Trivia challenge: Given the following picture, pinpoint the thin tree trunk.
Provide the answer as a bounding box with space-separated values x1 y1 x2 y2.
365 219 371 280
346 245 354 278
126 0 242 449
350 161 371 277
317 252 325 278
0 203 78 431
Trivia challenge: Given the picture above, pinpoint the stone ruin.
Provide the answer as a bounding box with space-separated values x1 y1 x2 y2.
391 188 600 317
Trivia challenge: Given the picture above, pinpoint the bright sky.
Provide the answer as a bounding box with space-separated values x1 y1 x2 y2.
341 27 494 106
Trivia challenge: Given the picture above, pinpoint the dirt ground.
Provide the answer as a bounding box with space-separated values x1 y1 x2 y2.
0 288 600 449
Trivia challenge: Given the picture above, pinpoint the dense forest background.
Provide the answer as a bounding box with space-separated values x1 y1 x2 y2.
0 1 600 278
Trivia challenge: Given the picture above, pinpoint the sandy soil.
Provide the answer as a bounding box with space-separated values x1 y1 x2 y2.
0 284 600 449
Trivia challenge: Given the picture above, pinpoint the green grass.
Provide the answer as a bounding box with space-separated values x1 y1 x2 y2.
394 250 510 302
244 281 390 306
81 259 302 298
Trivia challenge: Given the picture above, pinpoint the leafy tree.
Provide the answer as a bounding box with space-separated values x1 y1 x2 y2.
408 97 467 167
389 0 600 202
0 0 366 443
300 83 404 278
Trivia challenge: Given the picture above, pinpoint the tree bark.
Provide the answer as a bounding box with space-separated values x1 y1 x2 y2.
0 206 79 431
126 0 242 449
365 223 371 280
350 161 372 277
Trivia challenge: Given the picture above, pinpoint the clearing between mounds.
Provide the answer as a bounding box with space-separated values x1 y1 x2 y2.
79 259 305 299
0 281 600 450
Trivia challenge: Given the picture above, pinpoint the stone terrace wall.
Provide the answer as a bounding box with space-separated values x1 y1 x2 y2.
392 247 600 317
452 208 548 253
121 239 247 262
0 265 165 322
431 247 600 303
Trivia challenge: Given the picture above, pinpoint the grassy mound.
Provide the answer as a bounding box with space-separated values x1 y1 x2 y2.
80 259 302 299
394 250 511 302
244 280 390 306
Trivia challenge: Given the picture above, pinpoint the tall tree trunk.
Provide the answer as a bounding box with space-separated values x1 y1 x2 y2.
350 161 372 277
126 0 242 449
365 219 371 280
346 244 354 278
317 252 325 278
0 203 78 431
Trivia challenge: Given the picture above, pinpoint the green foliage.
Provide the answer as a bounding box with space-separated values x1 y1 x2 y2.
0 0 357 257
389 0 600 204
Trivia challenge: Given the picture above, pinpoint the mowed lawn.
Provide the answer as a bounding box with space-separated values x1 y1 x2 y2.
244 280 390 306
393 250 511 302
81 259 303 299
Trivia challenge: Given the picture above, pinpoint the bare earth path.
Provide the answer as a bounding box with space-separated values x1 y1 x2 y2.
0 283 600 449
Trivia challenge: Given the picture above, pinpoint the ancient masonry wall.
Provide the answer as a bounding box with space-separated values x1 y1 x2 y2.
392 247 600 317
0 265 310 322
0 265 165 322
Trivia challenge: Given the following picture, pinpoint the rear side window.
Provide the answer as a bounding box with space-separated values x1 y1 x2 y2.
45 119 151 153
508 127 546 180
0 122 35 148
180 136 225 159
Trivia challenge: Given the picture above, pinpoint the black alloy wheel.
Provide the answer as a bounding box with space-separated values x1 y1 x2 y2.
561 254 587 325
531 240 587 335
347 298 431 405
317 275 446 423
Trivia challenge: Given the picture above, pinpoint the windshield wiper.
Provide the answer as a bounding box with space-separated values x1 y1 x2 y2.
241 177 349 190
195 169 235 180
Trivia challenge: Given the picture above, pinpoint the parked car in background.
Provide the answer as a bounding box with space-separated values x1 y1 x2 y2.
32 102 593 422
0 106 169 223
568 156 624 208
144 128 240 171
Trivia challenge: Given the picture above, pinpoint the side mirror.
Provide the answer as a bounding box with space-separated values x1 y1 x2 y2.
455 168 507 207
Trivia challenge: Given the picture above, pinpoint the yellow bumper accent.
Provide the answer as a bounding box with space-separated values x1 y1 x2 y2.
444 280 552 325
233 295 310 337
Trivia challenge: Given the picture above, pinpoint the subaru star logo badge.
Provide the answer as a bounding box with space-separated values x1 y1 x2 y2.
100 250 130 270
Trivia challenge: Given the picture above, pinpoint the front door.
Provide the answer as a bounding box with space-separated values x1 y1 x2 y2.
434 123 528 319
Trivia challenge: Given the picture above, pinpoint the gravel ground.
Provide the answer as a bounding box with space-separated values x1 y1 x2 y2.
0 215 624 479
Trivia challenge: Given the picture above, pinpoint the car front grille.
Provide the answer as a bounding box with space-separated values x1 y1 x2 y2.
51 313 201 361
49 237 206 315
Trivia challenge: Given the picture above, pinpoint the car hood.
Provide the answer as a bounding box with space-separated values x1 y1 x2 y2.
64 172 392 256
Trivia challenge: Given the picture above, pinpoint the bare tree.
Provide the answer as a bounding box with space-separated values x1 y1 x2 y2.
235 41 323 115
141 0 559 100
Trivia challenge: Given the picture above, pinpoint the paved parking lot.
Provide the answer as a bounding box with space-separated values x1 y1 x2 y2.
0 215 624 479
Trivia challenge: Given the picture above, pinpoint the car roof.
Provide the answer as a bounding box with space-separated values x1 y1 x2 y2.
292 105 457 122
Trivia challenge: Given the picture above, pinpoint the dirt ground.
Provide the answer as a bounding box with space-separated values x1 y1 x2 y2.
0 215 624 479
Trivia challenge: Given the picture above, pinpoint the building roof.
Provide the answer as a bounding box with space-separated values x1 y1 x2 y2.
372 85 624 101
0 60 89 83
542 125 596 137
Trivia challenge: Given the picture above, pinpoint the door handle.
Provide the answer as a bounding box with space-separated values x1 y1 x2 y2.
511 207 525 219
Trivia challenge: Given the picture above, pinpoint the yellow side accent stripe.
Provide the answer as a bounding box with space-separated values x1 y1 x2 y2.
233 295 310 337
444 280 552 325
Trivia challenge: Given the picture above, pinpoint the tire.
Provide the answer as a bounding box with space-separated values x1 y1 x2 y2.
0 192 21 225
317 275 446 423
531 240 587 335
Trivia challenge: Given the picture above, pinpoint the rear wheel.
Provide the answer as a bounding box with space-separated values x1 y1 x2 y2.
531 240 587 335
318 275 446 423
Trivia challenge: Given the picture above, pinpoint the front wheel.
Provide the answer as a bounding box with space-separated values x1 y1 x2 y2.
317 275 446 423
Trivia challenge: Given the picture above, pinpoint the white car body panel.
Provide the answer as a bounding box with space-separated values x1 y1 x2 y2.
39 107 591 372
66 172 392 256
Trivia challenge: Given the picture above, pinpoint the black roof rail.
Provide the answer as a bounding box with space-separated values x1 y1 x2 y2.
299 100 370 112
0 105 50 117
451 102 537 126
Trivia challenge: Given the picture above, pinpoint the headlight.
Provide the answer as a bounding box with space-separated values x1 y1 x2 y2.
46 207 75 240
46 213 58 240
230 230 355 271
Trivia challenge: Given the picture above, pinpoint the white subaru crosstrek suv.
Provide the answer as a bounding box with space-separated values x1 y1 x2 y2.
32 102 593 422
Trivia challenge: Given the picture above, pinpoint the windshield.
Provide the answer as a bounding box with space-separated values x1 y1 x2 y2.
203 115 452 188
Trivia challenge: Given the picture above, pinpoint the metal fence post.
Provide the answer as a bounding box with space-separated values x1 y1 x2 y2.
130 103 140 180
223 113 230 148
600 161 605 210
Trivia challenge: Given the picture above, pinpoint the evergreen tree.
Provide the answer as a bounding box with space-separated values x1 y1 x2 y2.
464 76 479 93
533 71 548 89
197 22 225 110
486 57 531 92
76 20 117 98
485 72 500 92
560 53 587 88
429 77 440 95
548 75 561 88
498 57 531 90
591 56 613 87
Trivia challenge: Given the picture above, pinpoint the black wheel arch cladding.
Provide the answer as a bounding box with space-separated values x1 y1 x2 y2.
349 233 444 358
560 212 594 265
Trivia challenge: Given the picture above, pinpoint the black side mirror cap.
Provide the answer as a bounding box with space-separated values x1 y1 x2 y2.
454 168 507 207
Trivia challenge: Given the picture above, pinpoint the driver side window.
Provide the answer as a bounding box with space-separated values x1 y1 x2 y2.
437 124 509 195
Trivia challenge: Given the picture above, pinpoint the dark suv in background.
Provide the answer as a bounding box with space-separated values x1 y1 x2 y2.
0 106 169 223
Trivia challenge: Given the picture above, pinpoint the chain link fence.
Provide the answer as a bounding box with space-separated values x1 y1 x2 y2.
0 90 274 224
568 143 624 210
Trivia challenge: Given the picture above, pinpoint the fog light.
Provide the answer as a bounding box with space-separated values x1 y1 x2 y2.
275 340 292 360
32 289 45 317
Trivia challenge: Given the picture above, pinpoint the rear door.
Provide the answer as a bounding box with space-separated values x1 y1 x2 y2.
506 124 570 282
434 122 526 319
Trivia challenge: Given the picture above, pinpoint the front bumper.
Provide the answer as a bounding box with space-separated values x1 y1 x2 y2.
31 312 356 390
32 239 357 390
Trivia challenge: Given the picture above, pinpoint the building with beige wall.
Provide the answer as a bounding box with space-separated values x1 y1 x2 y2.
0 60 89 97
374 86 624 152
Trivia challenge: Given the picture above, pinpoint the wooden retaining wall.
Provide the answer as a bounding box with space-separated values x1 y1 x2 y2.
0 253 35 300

+-------+

§ **What the task asks**
Can you give back the lines between the one holding "pinpoint the headlight." and the one holding "591 56 613 87", inclusive, with "pinpoint" replaced by "locate" throughout and nothing else changed?

§ **The reply**
Trivia challenge: Given the picture above, locate the headlight.
Provide the answer as a bounding box with space-separated values x1 y1 x2 y2.
46 207 75 240
46 213 58 240
230 230 355 271
Trivia challenge: Given the picture above, locate the white subaru crosstrek suv.
Provide the answer as a bounding box with space-separated values x1 y1 x2 y2.
32 102 593 422
Trivia challenge: Given the picture above, locate the windshield.
Provide the answer as a bounding box with space-separated values x1 y1 x2 y2.
203 115 452 188
Trivia challenge: Given the picture above, locate the metal fence post.
Provide the answer as a bounding box with space-separated values x1 y1 x2 y2.
130 103 140 180
223 113 230 148
600 161 605 210
Trivia challenge: Given the picture above, locate the evergreen tree.
Provide the answer as a bounding box with space-separated values x1 y1 x2 y2.
464 76 479 93
533 71 548 89
197 22 225 110
486 57 531 92
76 20 117 98
485 72 500 92
560 53 587 88
429 77 440 95
548 75 561 88
498 57 531 90
591 56 613 87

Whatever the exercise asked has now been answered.